> [What is needed] Give the material again in full, matching it exactly.

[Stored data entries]
— Start —
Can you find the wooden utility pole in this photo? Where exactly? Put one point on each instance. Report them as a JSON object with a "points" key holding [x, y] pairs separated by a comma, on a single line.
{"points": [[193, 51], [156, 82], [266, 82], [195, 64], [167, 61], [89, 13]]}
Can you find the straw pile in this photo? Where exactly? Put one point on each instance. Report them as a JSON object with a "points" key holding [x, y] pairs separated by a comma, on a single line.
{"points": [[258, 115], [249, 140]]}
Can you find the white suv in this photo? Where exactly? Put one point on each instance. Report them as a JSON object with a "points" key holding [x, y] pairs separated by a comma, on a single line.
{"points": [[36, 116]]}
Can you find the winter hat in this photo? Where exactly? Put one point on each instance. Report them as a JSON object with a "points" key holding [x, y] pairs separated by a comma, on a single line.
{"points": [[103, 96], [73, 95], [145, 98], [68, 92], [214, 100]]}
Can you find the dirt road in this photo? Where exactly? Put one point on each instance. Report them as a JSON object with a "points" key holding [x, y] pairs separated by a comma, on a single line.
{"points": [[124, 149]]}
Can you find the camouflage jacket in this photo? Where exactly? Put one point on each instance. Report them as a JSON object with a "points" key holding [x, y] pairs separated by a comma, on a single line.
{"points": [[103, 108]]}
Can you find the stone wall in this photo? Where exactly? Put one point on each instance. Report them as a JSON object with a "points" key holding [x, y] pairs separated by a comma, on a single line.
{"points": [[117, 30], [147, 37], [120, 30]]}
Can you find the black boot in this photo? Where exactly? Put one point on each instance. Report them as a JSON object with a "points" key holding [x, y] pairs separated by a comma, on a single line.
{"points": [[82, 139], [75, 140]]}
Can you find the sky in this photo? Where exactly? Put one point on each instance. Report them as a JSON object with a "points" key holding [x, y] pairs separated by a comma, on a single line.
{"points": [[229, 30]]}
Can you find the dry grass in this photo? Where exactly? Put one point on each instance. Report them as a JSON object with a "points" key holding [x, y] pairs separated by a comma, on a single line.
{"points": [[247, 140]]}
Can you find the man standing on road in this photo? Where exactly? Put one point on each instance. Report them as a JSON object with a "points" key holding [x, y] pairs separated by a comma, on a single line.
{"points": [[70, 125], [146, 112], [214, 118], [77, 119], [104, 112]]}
— End —
> [Task output]
Can you find the wooden utility pole in this photo? Where exactly? Put one point on each instance. Report them as a JSON object with a "points" key holding [x, y] pairs separated by a comma, on a single line.
{"points": [[193, 51], [156, 82], [266, 82], [195, 64], [167, 61], [89, 13]]}
Can you find the straw pile in this photo? Where exactly? Put one point on each instance. Report them as a JSON object with a "points" key holding [x, y] pairs separated by a comma, on a single line.
{"points": [[258, 115], [249, 140]]}
Can you find the white suv in this photo? Where exactly? Put one point on each instance. Report them as a JSON object with a "points" key holding [x, y] pairs separated by a comma, on a single line.
{"points": [[36, 116]]}
Can you find the winter hat in this photo? Where exactly? Put one point on each instance. Report them as a JSON object with a "points" key holding [x, y] pairs separated by a comma, on a single line.
{"points": [[103, 96], [73, 95], [145, 98], [68, 92], [214, 100]]}
Can you find the dirt road in this photo? Where exactly? Put one point on each instance. Report them as a JSON object with a "points" key holding [x, y] pairs separated by a comma, on a single line.
{"points": [[124, 149]]}
Can you find the camouflage jacket in this photo? Where exactly? Put one point on each instance. Report them as a JSON object with a "points" key holding [x, y] pairs separated by a comma, on a single line.
{"points": [[103, 108]]}
Can you find the stone wall in this photo? Where exactly? Put one point on each instance. Report them as a JSON object with a "points" key holding [x, y] pairs separated by a comma, on a single line.
{"points": [[117, 30], [147, 37], [120, 30]]}
Can you find the black boot in this photo? Where exactly? Put one point on each instance. Report them as a JSON object with a "points" key holding [x, y] pairs separated by a comma, on a single line.
{"points": [[82, 139], [75, 140]]}
Can you find the sky in this photo? Where exactly? Put one point on each instance. Report them as a JSON object with a "points" key holding [x, y] pairs separated by a comma, on a single line.
{"points": [[229, 30]]}
Can you find the dry grass in this photo? Where exactly? Put one point on each instance. Report them as a JSON object with a "points" key holding [x, y] pairs separated by a comma, on a single line.
{"points": [[247, 140]]}
Can you find the man standing on road in this photo? Where exactly? Put one point on each instance. Report them as a JSON object with a "points" key holding [x, y] pairs separated by a comma, on a single line.
{"points": [[70, 125], [146, 112], [214, 118], [77, 119], [104, 112]]}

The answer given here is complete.